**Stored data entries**
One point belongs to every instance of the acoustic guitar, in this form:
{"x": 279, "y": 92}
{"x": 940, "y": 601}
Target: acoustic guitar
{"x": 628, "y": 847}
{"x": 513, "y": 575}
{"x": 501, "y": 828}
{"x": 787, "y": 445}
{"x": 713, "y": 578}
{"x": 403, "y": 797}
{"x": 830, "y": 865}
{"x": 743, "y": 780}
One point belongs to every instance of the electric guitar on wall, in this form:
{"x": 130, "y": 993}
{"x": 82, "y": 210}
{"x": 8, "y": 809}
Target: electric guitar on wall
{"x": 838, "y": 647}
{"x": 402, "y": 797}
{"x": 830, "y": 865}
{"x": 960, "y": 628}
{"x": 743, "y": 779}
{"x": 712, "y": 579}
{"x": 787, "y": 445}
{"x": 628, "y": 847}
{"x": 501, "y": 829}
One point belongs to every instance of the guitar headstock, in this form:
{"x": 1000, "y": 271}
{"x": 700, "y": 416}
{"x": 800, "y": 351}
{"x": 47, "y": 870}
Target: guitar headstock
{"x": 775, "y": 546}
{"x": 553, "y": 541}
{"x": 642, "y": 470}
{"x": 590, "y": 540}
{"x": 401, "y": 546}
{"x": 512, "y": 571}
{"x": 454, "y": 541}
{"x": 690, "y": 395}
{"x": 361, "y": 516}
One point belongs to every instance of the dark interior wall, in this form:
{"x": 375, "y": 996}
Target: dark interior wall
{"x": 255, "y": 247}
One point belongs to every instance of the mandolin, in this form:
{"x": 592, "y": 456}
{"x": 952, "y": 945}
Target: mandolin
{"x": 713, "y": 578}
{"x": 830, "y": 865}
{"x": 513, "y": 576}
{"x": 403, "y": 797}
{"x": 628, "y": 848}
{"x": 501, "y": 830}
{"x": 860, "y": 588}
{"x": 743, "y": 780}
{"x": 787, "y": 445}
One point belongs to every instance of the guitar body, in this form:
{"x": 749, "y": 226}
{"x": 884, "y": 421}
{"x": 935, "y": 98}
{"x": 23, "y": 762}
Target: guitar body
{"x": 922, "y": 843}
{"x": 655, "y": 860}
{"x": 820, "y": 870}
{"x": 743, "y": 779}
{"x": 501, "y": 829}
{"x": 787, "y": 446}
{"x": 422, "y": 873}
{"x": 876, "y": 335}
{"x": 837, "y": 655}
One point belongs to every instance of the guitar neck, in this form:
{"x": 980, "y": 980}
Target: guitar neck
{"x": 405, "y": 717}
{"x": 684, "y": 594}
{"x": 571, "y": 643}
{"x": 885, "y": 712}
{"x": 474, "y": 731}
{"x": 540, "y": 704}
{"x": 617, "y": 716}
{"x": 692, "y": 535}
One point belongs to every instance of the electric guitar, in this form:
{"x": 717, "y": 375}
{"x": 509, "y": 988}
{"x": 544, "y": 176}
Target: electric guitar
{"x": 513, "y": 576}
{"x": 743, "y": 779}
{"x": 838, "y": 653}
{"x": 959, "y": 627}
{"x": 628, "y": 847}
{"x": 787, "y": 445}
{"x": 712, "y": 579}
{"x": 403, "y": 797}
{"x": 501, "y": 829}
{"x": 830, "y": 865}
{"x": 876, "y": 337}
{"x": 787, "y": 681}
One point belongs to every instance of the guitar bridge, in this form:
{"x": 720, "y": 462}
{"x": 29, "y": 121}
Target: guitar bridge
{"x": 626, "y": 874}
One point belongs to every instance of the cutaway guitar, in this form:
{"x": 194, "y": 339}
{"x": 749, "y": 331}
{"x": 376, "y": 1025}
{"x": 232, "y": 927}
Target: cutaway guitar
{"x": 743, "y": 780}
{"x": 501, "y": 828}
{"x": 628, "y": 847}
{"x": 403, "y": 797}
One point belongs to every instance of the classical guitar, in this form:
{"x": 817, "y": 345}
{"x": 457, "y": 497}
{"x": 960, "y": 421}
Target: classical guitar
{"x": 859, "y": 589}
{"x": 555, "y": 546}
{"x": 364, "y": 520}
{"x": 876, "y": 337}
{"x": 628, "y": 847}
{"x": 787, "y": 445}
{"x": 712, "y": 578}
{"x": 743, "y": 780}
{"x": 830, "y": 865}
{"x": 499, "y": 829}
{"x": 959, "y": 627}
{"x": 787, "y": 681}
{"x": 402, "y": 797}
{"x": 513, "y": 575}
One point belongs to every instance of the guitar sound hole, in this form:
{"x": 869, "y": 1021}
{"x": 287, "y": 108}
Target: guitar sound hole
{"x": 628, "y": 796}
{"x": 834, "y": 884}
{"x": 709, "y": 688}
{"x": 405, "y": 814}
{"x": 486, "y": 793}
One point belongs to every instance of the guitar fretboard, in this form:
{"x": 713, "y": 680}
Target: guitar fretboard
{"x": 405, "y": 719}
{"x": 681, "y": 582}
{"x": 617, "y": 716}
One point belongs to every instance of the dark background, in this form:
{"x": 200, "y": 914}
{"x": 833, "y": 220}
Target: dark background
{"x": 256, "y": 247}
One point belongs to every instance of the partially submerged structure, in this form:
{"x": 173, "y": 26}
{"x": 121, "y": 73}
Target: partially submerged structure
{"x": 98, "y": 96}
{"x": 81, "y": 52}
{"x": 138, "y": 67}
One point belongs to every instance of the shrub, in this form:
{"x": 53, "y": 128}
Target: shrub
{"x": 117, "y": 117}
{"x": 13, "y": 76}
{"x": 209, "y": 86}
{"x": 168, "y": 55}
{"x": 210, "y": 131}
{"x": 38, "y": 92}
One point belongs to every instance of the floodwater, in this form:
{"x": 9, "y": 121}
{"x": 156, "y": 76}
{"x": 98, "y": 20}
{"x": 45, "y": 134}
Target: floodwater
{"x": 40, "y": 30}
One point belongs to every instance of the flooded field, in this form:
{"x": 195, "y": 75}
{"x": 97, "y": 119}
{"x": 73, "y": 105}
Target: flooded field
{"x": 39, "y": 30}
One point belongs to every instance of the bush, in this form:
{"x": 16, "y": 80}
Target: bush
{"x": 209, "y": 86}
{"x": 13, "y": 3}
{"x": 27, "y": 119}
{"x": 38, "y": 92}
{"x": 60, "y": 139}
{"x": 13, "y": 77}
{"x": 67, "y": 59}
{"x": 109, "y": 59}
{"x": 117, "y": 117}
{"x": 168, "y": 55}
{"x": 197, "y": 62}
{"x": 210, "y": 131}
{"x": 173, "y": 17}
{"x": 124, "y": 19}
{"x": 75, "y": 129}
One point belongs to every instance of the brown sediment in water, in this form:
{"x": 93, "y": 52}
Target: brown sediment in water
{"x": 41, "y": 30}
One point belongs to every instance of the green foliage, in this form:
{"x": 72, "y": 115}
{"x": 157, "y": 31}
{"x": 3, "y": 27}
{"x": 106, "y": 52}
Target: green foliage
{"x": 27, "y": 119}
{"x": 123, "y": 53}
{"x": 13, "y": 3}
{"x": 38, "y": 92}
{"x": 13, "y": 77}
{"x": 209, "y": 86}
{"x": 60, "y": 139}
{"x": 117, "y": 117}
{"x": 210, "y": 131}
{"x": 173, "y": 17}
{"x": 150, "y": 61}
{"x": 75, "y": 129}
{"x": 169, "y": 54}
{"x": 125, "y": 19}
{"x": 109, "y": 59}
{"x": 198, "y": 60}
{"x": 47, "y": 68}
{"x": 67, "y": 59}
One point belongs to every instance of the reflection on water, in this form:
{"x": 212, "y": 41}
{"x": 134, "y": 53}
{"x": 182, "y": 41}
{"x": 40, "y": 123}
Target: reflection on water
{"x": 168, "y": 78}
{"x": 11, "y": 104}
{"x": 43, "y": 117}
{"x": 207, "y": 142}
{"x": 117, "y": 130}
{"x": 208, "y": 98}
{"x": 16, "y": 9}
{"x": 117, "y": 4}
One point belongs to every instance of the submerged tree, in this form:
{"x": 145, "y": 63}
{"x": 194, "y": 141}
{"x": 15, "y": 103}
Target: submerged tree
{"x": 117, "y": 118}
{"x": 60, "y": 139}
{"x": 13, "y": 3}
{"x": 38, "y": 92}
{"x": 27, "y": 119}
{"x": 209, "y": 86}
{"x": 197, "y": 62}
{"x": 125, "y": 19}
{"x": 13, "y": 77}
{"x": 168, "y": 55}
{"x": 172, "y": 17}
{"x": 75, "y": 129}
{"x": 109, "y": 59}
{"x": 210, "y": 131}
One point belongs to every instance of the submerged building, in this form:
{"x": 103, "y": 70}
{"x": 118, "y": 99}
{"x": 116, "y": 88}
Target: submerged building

**WORK TO COMPLETE**
If a line of the data above contains "building", copy it out.

**SOLUTION TO THIS TASK**
One point belongs to every instance of the submerged building, in this form:
Target: submerged building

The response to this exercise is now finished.